Source extract START

Yoga discovered the importance of upside-down eons ago. They invented the shoulder stand and the head stand. The slant board is, you might say, the short-cut version of these yoga postures.

When you are standing up, the pull of gravity, and thus the pull on the flow of blood and all other fluids in your body is five or six feet. When you lie on the slant board, with your head lower than your feet, the pull of blood to the upper part of your body is about 18 inches. It’s not a lot, but plenty enough to accomplish a considerable task.

Brain anemia may not be a medically recognized disease entity, but anyone suffering from chronic fatigue has it. If either muscle tone or circulation is not good enough, then the blood can’t travel uphill to the brain sufficiently to feed the brain. Without sufficient blood to the brain, virtually all of our functions will be weakened. The cerebellum, the back part of your brain, is where every physical organ is regenerated. You cannot breathe, you cannot hear, see or taste, you cannot think properly, nor move any part of your body without your back brain getting enough blood flow. This is, as well, the first part of the brain to be adversely affected by gravity.

Animals instinctively feed their brains the blood that is needed by how they sleep. Most animals are in a prone position during sleep, and its head falls lower than the rest of its body. In fact, if you hold an animal up by his front feet for long enough (for a dog, it’s four hours; for a rabbit, it’s three quarters of an hour), the animal will die because its heart and arteries cannot pump enough blood into its brain to keep it alive.

One of the conditions that we find the most responsive to the slant board is prolapsus of the internal organs. Any of us who have been on a traditional western diet, with refined foods, for any extended period of time, will have a prolapsed bowel. The transverse colon, which crosses over the abdomen, will dip in the middle, thus forcing the waste products in the colon to actually have to go upward, against gravity. This almost always proves too difficult, and a prolapsed colon then becomes a clogged colon. Bladder and prostate difficulties generally arise because the organs have fought against gravity for too many years, and the bladder is no longer in its proper place. Uterine fibroid tumors can be caused by the organs above bearing down, causing pressure on the uterus. The uterus, then, becomes malpositioned, thus rendering the uterus less capable of throwing off toxic material.

Lying on the slant board repositions all of the internal organs. Gravity pulls the organs upwards, thus creating space between the organs so that the oxygen can reach the organs more easily.

Source extract END
Given information START

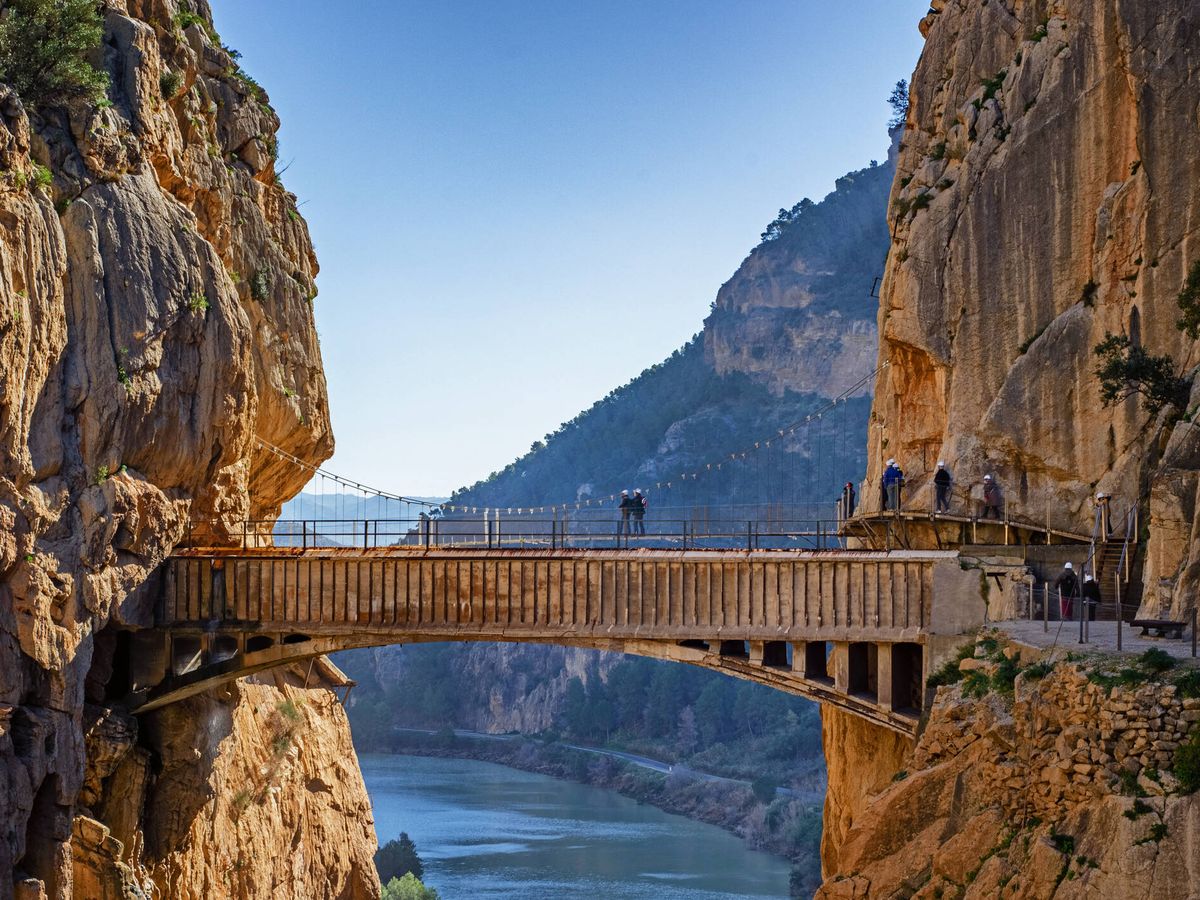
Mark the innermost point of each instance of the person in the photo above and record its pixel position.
(990, 497)
(1102, 511)
(942, 484)
(1091, 597)
(1067, 587)
(639, 510)
(627, 509)
(893, 477)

Given information END

* _The task_
Rewrite the slant board passage from "Yoga discovered the" to "a considerable task.", swapping "slant board" for "inversion table". The records aren't needed for any of this.

* _Exercise output_
Yoga discovered the importance of upside-down eons ago. They invented the shoulder stand and the head stand. The inversion table is, you might say, the short-cut version of these yoga postures.

When you are standing up, the pull of gravity, and thus the pull on the flow of blood and all other fluids in your body is five or six feet. When you lie on the inversion table, with your head lower than your feet, the pull of blood to the upper part of your body is about 18 inches. It’s not a lot, but plenty enough to accomplish a considerable task.